═══ Supplied material
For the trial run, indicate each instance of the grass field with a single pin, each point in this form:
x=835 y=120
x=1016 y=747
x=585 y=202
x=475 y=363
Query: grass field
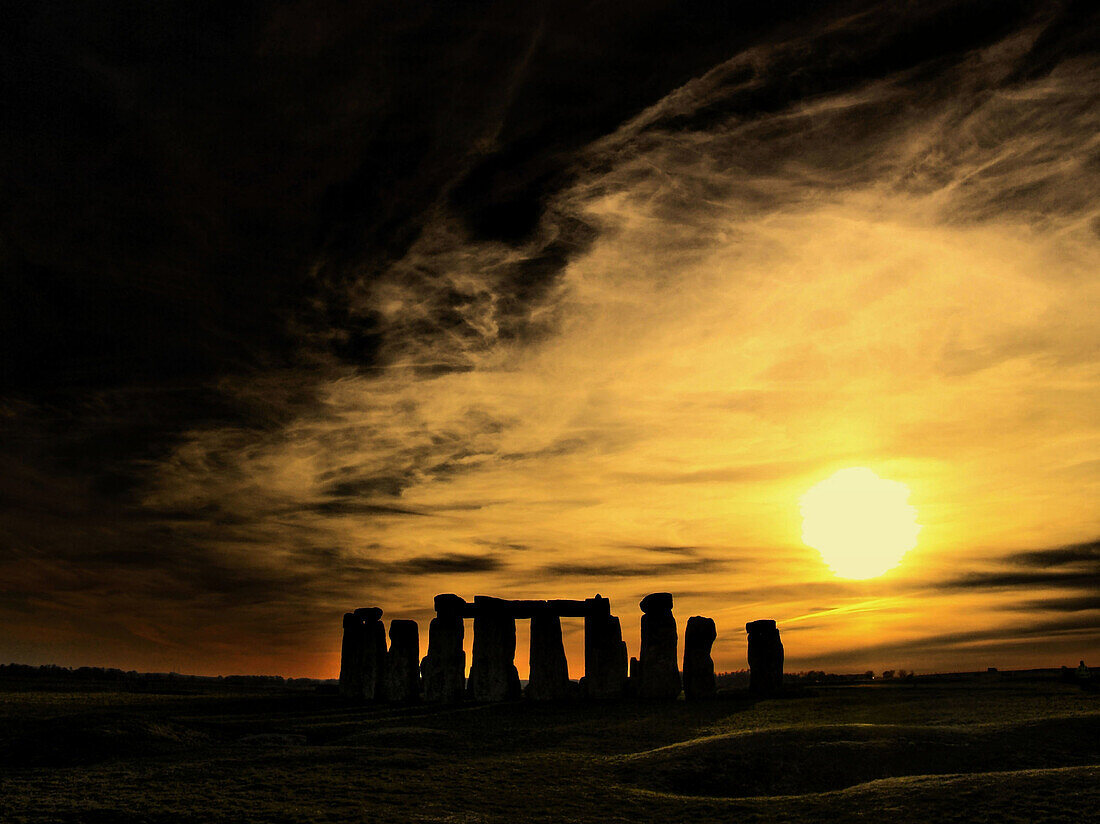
x=906 y=753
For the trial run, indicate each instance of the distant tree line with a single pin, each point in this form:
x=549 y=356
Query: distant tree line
x=111 y=674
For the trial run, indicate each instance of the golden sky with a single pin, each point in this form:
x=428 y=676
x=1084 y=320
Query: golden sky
x=899 y=273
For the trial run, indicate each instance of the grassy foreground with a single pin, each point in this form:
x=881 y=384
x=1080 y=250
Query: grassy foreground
══════
:: Stated exercise ::
Output every line of the items above as a JSON list of strings, one string per line. Skip blank lines and leave the pictures out.

:: Task solution ::
[
  "For the trial run, indicate each instance of the grass field with a single pin, each point in this form:",
  "x=835 y=120",
  "x=1016 y=747",
  "x=585 y=202",
  "x=475 y=363",
  "Query: grass field",
  "x=906 y=753",
  "For the trial run, indicate each instance of the distant tree line with a single pin, each point in this form:",
  "x=549 y=356",
  "Query: distant tree line",
  "x=111 y=674",
  "For the trial run, indicate each instance of the golden sky with a single pin, each point in this form:",
  "x=428 y=676",
  "x=1084 y=320",
  "Query: golden sky",
  "x=899 y=273",
  "For the trial run, indicate each instance of the grassy foreground with a single pin, each point in this form:",
  "x=881 y=384",
  "x=1080 y=250",
  "Query: grassy foreground"
]